Increase proposed to minimum holiday entitlement

When the Working Time Regulations came into force in 1998, the Government introduced a minimum statutory entitlement to paid holiday for the first time. The right was for workers to have 20 days holiday a year, pro rated for part-timers. However, this included the eight public holidays, and in practice this meant that lowly paid workers were often only granted the minimum entitlement of 20 days, including public holidays.

The Government now intends to vary this law to ensure that employers cannot count public holidays as part of the 20 days annual leave. However, rather than introduce a statutory right to paid leave on public holidays, the proposal is to increase the current statutory entitlement from 20 days to 28 days, including public holidays. This is to ensure that businesses can still operate on public holidays without employees demanding a right to take time off. The Government has also raised the possibility of holiday being able to be carried over into the following holiday year and the additional 8 days being capable of being 'bought out' by employers instead of the leave being taken. Neither of these options are available under the Working Time Regulations as they currently stand.

The consultation is due to begin in the next few months, with the new proposals intended to come into effect in late 2007. We will keep you updated on the progress of the consultation.

Repayment Clauses

A recent decision by the Court of Appeal in the case of CMC Group v Zhang has cast doubts on the enforceability of 'repayment clauses' commonly included in compromise agreements.

┄┄┄┄┄┄┄┄┄┄

Challenge — Print the passage of the employment law update from "The Government now" to "they currently stand.", word for word.

Records from a dataset
┄┄┄┄┄┄┄┄┄┄

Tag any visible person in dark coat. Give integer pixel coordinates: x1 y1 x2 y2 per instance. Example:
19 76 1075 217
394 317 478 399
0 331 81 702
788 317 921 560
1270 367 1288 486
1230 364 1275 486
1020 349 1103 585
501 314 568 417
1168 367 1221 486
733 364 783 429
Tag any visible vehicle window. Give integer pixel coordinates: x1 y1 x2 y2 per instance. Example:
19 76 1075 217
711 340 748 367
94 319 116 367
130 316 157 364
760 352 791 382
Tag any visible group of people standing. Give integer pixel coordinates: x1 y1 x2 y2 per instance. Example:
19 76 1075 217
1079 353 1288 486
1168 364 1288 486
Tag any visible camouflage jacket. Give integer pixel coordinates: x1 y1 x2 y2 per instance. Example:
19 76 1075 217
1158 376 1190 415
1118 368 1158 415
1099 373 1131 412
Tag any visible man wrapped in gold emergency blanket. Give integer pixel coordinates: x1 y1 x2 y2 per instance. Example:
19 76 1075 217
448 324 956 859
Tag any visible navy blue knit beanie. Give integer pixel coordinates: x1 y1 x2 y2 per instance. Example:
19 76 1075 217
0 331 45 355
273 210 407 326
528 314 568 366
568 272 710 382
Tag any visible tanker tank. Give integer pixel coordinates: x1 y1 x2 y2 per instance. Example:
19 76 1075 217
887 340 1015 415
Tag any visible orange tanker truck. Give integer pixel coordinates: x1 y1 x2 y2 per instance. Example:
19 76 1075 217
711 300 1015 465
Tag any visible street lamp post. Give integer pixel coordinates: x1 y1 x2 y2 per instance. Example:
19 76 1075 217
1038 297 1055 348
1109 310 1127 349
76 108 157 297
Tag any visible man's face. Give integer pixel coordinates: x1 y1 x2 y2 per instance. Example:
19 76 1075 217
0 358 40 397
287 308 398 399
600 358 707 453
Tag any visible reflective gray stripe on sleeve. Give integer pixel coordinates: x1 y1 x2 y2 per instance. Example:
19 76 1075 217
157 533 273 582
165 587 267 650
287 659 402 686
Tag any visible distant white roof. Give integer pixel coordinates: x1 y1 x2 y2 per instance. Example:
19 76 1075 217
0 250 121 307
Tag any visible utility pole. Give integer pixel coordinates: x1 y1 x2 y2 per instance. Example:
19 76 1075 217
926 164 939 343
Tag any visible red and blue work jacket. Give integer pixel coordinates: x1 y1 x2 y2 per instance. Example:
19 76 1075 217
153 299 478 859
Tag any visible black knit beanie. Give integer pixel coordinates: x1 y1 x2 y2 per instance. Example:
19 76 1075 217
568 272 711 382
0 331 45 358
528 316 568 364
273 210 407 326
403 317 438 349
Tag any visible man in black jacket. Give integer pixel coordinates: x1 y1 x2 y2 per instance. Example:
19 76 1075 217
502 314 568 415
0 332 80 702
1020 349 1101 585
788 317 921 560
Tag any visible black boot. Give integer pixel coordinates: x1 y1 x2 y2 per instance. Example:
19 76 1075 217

┄┄┄┄┄┄┄┄┄┄

The response —
The Government now intends to vary this law to ensure that employers cannot count public holidays as part of the 20 days annual leave. However, rather than introduce a statutory right to paid leave on public holidays, the proposal is to increase the current statutory entitlement from 20 days to 28 days, including public holidays. This is to ensure that businesses can still operate on public holidays without employees demanding a right to take time off. The Government has also raised the possibility of holiday being able to be carried over into the following holiday year and the additional 8 days being capable of being 'bought out' by employers instead of the leave being taken. Neither of these options are available under the Working Time Regulations as they currently stand.